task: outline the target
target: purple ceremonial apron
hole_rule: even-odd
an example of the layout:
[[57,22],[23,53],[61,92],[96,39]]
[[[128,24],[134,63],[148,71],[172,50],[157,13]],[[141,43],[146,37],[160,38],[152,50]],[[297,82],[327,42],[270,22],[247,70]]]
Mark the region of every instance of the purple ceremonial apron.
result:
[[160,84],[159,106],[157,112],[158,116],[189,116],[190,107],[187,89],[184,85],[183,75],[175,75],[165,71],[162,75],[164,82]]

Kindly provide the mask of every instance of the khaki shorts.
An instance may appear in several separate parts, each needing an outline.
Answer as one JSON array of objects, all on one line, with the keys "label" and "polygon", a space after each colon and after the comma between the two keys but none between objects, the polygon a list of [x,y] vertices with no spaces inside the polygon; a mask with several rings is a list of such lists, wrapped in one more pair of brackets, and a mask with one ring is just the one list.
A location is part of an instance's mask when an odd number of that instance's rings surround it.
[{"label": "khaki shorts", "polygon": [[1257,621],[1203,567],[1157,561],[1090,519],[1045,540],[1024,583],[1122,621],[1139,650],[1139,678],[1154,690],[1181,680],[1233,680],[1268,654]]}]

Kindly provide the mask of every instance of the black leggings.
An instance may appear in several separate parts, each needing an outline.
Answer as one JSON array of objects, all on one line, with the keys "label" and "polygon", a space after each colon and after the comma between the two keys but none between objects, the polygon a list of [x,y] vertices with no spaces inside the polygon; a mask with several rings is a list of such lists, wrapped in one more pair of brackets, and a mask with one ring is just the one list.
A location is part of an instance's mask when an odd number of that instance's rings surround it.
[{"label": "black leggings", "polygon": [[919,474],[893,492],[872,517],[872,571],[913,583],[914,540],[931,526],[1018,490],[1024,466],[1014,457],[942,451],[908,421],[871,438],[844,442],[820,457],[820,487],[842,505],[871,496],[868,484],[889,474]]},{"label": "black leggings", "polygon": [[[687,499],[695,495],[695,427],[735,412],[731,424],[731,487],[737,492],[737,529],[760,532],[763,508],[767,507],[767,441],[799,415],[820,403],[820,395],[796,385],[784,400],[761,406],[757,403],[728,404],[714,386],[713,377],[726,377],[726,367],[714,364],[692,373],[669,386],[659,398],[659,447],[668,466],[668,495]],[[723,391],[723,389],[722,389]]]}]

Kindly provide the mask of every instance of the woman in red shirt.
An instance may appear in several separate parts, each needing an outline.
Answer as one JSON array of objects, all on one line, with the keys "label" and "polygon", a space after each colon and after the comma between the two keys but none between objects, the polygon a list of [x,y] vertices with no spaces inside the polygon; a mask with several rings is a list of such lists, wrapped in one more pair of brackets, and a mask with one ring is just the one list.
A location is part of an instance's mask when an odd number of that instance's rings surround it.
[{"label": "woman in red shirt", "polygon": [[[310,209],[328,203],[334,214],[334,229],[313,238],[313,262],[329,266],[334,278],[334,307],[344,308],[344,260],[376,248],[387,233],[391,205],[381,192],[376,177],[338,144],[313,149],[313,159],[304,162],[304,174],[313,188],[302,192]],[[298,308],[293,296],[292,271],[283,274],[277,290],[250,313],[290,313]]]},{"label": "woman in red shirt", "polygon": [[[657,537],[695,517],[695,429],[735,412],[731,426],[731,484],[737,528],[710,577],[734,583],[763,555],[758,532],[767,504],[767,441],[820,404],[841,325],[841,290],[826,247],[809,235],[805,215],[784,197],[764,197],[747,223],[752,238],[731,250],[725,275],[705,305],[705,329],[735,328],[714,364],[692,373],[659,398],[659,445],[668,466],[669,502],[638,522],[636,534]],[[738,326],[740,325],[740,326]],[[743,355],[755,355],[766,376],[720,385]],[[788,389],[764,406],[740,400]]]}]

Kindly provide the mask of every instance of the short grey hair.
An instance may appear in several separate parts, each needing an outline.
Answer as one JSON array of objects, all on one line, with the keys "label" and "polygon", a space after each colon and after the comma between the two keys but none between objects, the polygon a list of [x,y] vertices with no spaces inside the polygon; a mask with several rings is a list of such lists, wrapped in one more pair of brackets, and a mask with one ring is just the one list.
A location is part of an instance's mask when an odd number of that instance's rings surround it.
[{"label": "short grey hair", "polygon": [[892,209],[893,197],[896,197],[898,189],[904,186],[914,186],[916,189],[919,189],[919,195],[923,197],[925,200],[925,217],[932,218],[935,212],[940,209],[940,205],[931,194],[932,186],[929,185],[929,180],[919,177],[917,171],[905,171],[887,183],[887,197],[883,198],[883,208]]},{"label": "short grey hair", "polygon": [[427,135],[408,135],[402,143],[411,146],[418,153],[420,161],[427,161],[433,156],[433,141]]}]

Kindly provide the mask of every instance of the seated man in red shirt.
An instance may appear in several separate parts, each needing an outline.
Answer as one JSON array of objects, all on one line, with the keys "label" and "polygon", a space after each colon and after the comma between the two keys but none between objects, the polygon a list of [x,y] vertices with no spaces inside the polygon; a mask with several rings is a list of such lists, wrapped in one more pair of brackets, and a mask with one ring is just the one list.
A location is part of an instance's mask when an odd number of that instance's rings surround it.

———

TASK TO CARRY OUT: Could you format every one of the lines above as a Markdown table with the columns Row and Line, giving each line a row number and omitting blank lines?

ANSWER TO THIS PROBLEM:
| Row | Line |
|---|---|
| 1 | task: outline the target |
| 2 | target: purple ceremonial apron |
| 3 | hole_rule: even-odd |
| 4 | an example of the layout: |
| 5 | [[57,22],[23,53],[61,92],[96,39]] |
| 6 | [[[128,24],[134,63],[148,71],[172,50],[157,13]],[[141,43],[146,37],[160,38],[152,50]],[[297,82],[327,42],[270,22],[247,70]]] |
| 7 | Mark the region of every instance of the purple ceremonial apron. |
| 8 | result: |
| 9 | [[160,84],[159,106],[157,112],[158,116],[189,116],[190,107],[187,89],[184,85],[183,75],[175,75],[165,71],[162,75],[164,82]] |
| 10 | Kindly provide the mask of every instance of the khaki shorts. |
| 11 | An instance may appear in several separate parts, each needing an outline. |
| 12 | Answer as one JSON array of objects, all on one line, with the keys "label" and "polygon", a space after each colon and after the comma between the two keys but none between objects, the polygon a list of [x,y] vertices with no spaces inside the polygon; a mask with several rings is a list of such lists, wrapped in one more pair of brackets, and a mask with one ring is just the one list. |
| 13 | A location is part of an instance's mask when an odd number of that instance's rings surround it. |
| 14 | [{"label": "khaki shorts", "polygon": [[1257,621],[1203,567],[1157,561],[1090,519],[1045,540],[1024,583],[1122,621],[1139,650],[1139,678],[1154,690],[1181,680],[1233,680],[1268,654]]}] |
| 15 | Kindly provide the mask of every instance of the black leggings. |
| 16 | An instance may appear in several separate parts, each needing an outline. |
| 17 | Answer as one JSON array of objects, all on one line, with the keys "label" and "polygon", a space after each colon and after the comma between the two keys but none between objects, the polygon a list of [x,y] vertices with no spaces inside the polygon; a mask with several rings is a list of such lists, wrapped in one more pair of brackets, and a mask with one ring is just the one list. |
| 18 | A location is part of an instance's mask when an odd number of that instance's rings surround it. |
| 19 | [{"label": "black leggings", "polygon": [[919,474],[893,492],[872,517],[872,571],[913,583],[914,540],[931,526],[1018,490],[1024,466],[1014,457],[942,451],[908,421],[871,438],[844,442],[820,457],[820,487],[842,505],[871,496],[868,484],[889,474]]},{"label": "black leggings", "polygon": [[[687,499],[695,495],[695,427],[735,412],[731,424],[731,487],[737,492],[737,529],[760,532],[763,508],[767,507],[767,441],[799,415],[820,403],[820,395],[796,385],[784,400],[761,406],[757,403],[728,404],[714,386],[713,377],[726,377],[726,367],[714,364],[692,373],[669,386],[659,398],[659,447],[668,466],[668,495]],[[723,391],[723,389],[722,389]]]}] |
| 20 | Kindly provide the mask of every instance of the woman in red shirt. |
| 21 | An instance may appear in several separate parts, each needing an outline. |
| 22 | Answer as one JSON array of objects, all on one line, with the keys "label" and "polygon", a space after each colon and after the comma between the two keys but none between objects, the polygon a list of [x,y] vertices with no spaces inside the polygon; a mask with several rings is a list of such lists, wrapped in one more pair of brackets, and a mask with one ring is just the one list. |
| 23 | A location is part of an instance's mask when an odd number of that instance's rings surround it. |
| 24 | [{"label": "woman in red shirt", "polygon": [[[310,209],[328,203],[334,214],[334,229],[313,238],[313,262],[329,266],[334,278],[334,307],[344,308],[344,260],[376,248],[387,233],[391,205],[381,192],[376,177],[338,144],[313,149],[313,159],[304,162],[304,174],[313,188],[302,192]],[[298,308],[293,296],[292,271],[283,274],[277,290],[250,313],[290,313]]]},{"label": "woman in red shirt", "polygon": [[[657,537],[695,517],[695,429],[735,412],[731,426],[731,484],[737,528],[710,577],[734,583],[763,555],[758,532],[767,504],[767,441],[820,404],[841,325],[841,290],[826,247],[809,235],[805,215],[784,197],[764,197],[747,223],[752,238],[731,250],[725,275],[705,305],[705,329],[735,328],[714,364],[692,373],[659,398],[659,445],[668,466],[669,502],[638,522],[636,534]],[[738,326],[740,325],[740,326]],[[743,355],[755,355],[766,376],[720,385]],[[788,389],[764,406],[740,400]]]}] |
| 25 | Kindly provide the mask of every instance of the short grey hair. |
| 26 | An instance may appear in several separate parts, each needing an outline. |
| 27 | Answer as one JSON array of objects, all on one line, with the keys "label" and "polygon", a space after each colon and after the comma between the two keys but none between objects, the polygon a list of [x,y] vertices with no spaces inside the polygon; a mask with several rings is a list of such lists, wrapped in one more pair of brackets, and a mask with one ring is just the one list. |
| 28 | A location is part of an instance's mask when an odd number of that instance's rings surround it. |
| 29 | [{"label": "short grey hair", "polygon": [[892,209],[893,197],[896,197],[898,189],[904,186],[914,186],[916,189],[919,189],[919,195],[923,197],[925,200],[925,217],[932,218],[935,212],[940,209],[940,205],[931,194],[932,186],[929,185],[929,180],[919,177],[917,171],[905,171],[887,183],[887,197],[883,198],[883,208]]},{"label": "short grey hair", "polygon": [[427,135],[408,135],[402,143],[411,146],[418,153],[420,161],[427,161],[433,156],[433,141]]}] |
| 30 | Kindly provide the mask of every instance of the seated man in red shirt. |
| 31 | An instance may appear in several separate parts, each needing an outline. |
| 32 | Answer as one JSON array of objects, all on one line, with the keys "label" and "polygon", a space after each colon and after the comma between the two keys but none between objects, the polygon a list of [x,y] vertices with no spaces inside the polygon; a mask with several rings is a list of such lists, wrapped in one more pair of brackets, and a mask with one ring is just the one list. |
| 33 | A location is part of an instance's mask when an odd number of that instance's rings surround it. |